## EXERCISE DETAILS
Without the images, write out the whole listing exactly.

## SUPPLIED DATA
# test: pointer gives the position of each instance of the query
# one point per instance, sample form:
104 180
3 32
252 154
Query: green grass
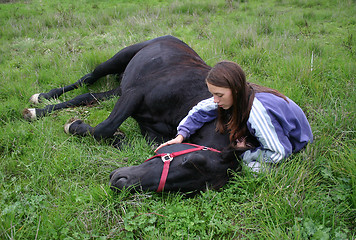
55 186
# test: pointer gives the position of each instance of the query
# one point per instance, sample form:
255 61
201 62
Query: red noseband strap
168 157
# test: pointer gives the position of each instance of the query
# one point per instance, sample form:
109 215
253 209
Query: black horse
161 80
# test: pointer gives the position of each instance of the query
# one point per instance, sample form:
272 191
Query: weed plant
55 186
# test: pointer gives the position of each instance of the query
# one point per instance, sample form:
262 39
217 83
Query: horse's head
193 171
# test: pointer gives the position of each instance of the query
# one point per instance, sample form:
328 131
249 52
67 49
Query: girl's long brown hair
230 75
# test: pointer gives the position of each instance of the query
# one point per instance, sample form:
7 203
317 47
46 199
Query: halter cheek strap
167 158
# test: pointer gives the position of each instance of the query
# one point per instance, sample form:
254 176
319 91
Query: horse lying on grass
161 80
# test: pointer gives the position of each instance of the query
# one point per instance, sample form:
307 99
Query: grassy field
55 186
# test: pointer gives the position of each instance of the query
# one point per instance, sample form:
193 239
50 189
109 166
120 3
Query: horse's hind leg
114 65
56 92
81 100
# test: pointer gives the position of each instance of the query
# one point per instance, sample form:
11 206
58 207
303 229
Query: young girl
243 109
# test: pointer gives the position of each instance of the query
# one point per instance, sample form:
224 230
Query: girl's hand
178 139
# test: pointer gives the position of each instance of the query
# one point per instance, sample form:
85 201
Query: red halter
168 157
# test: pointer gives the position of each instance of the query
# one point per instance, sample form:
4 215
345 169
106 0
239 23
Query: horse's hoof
29 114
35 98
68 124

## PROBLEM SOLUTION
# test: pointer gives the position of each instance of the query
# one point per instance, sample form:
104 180
3 32
252 154
Query: green grass
55 186
# test: pointer gives the position of each instance of the query
# one point per instance, sample form:
255 61
201 62
Query: red noseband strap
168 157
# test: pointer gives the position of each instance of the query
# one point per instance, sample form:
109 215
253 209
Query: black horse
161 80
# test: pointer gives the position of each instance of the query
# one point per instance, sample form:
272 191
Query: weed plant
55 186
# test: pointer gives the position of each instance of the query
# one point per instance, sample form:
262 39
217 83
Query: horse's head
193 171
# test: pointer gives the position of each instance of the query
# one point per instance, sample form:
328 131
249 52
67 49
Query: girl's long brown hair
230 75
# test: pointer gives the position of each instance of the query
# one point per instance, sample form:
7 203
317 47
46 199
Query: halter cheek strap
167 158
# test: pointer gives the position of each instance of the query
# one point per instance, sample form:
254 176
319 91
Query: horse lying on grass
161 80
# test: pointer gives the position of each instance of the query
# one point per instance, sample form:
307 99
Query: grassy field
55 186
# test: pointer gives the position of each instance of the query
# one point per instance, sample form:
193 239
50 189
109 166
120 3
Query: horse's hind leg
114 65
56 92
81 100
# test: pointer gives the position of each instance of the query
# one point per instance, sample form:
11 206
58 207
303 229
Query: young girl
243 109
# test: pointer gives the position of each instance of the query
# one point per instance, sample form:
224 230
Query: girl's hand
178 139
# test: pointer gives the position of each instance of the query
# one point per instance, sample form:
85 201
Query: red halter
168 157
# test: pointer gives the position of each instance of the query
# one point per instance, sample form:
4 215
345 169
106 0
239 23
Query: horse's hoof
29 114
35 98
68 124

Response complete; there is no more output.